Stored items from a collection

.....

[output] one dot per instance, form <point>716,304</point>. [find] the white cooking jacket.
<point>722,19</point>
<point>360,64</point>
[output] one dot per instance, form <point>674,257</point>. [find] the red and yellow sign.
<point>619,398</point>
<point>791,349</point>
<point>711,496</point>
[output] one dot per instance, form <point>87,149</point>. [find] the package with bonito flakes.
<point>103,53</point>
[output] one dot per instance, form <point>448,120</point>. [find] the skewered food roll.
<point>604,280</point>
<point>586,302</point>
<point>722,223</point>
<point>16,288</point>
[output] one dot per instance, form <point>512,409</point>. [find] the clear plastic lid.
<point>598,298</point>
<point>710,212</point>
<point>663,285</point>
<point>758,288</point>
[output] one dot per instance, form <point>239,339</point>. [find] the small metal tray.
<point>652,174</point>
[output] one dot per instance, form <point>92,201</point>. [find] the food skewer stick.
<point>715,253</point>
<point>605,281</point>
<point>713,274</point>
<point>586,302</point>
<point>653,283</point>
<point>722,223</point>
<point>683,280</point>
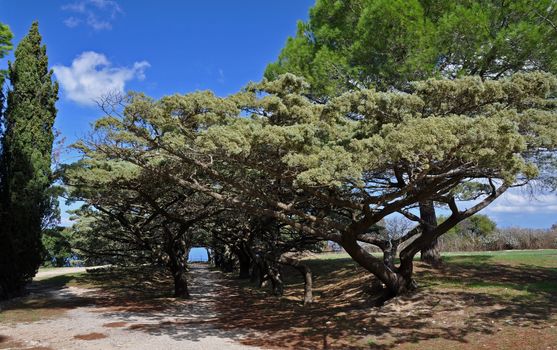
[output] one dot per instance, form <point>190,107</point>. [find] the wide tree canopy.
<point>385,43</point>
<point>334,170</point>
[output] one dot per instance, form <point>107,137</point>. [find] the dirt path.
<point>187,326</point>
<point>59,271</point>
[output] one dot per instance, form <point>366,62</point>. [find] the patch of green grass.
<point>535,258</point>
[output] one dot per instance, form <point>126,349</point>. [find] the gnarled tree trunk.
<point>396,281</point>
<point>306,274</point>
<point>430,254</point>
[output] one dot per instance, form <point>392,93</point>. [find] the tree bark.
<point>396,282</point>
<point>181,285</point>
<point>306,274</point>
<point>430,254</point>
<point>244,262</point>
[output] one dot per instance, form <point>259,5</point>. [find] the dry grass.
<point>467,304</point>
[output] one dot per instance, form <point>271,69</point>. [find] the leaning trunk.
<point>430,254</point>
<point>396,282</point>
<point>305,271</point>
<point>244,262</point>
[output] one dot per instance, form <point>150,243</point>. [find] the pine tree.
<point>26,163</point>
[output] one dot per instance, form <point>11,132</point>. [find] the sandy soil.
<point>189,326</point>
<point>59,271</point>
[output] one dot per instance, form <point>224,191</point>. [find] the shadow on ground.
<point>459,303</point>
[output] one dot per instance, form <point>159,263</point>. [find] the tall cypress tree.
<point>26,163</point>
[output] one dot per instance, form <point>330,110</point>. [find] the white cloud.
<point>97,14</point>
<point>92,76</point>
<point>517,202</point>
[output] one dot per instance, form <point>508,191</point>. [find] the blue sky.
<point>164,47</point>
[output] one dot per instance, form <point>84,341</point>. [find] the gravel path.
<point>59,271</point>
<point>189,326</point>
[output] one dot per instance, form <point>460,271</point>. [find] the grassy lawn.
<point>495,300</point>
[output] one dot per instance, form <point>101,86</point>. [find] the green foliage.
<point>56,242</point>
<point>476,226</point>
<point>26,163</point>
<point>384,44</point>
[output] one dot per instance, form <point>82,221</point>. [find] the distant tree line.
<point>374,108</point>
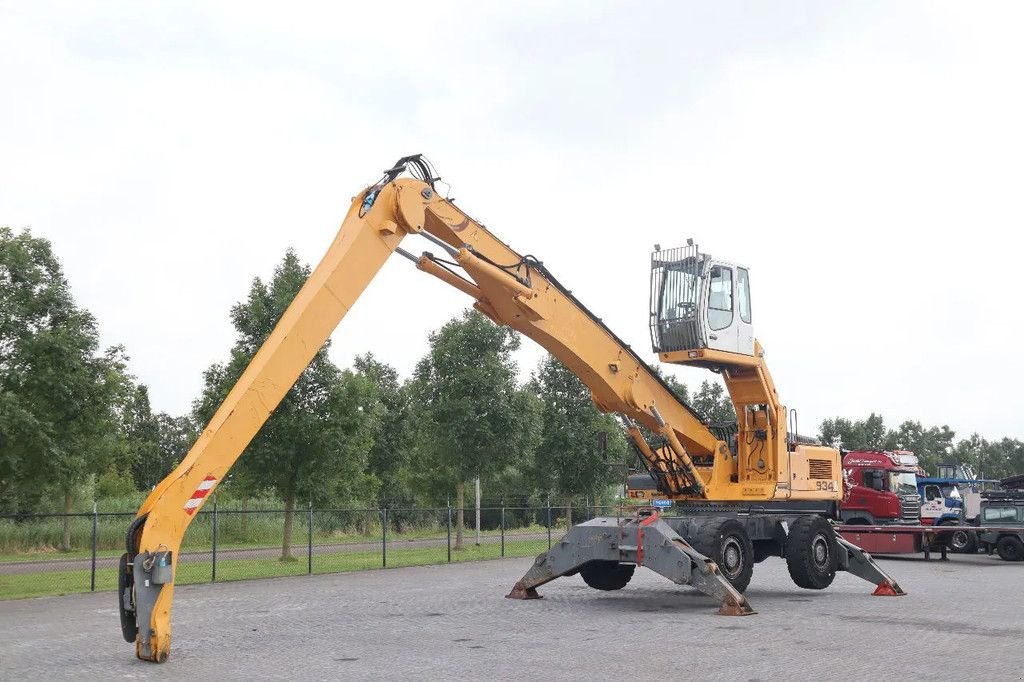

.....

> _PROBLEM STATEMENT_
Reproduce the material from the line that contains "[output] one dot per instance, form <point>11,132</point>." through the end of the material, adjusting every coordinate in the answers by adding 102 to it while leaving the requests and their format samples unchanged. Leave the pictures out of your reply.

> _FINAL ANSWER_
[output] one dot per instance, form <point>11,132</point>. [find] the sandy soil.
<point>291,428</point>
<point>161,373</point>
[output] one dot per instance, form <point>224,191</point>. [find] the shadow on ground.
<point>561,405</point>
[output] one dot per instance, form <point>159,263</point>. [find] the tall cypress tree.
<point>128,265</point>
[output] one dot per instance, form <point>330,110</point>. [find] the white cloud.
<point>199,116</point>
<point>194,178</point>
<point>619,304</point>
[output] one dot per instance, form <point>508,191</point>. [find] the blue sky.
<point>266,149</point>
[output] one dot per instance, form <point>84,341</point>. [find] the gravel path.
<point>161,373</point>
<point>291,428</point>
[output] one dot per instance, form <point>460,271</point>. [find] the grassy lawn.
<point>597,402</point>
[output] one dot per instance, form <point>101,86</point>. [find] the green foliage.
<point>158,344</point>
<point>578,328</point>
<point>128,265</point>
<point>486,146</point>
[output] one dot per instance, form <point>82,221</point>. [find] the distant tree line.
<point>476,210</point>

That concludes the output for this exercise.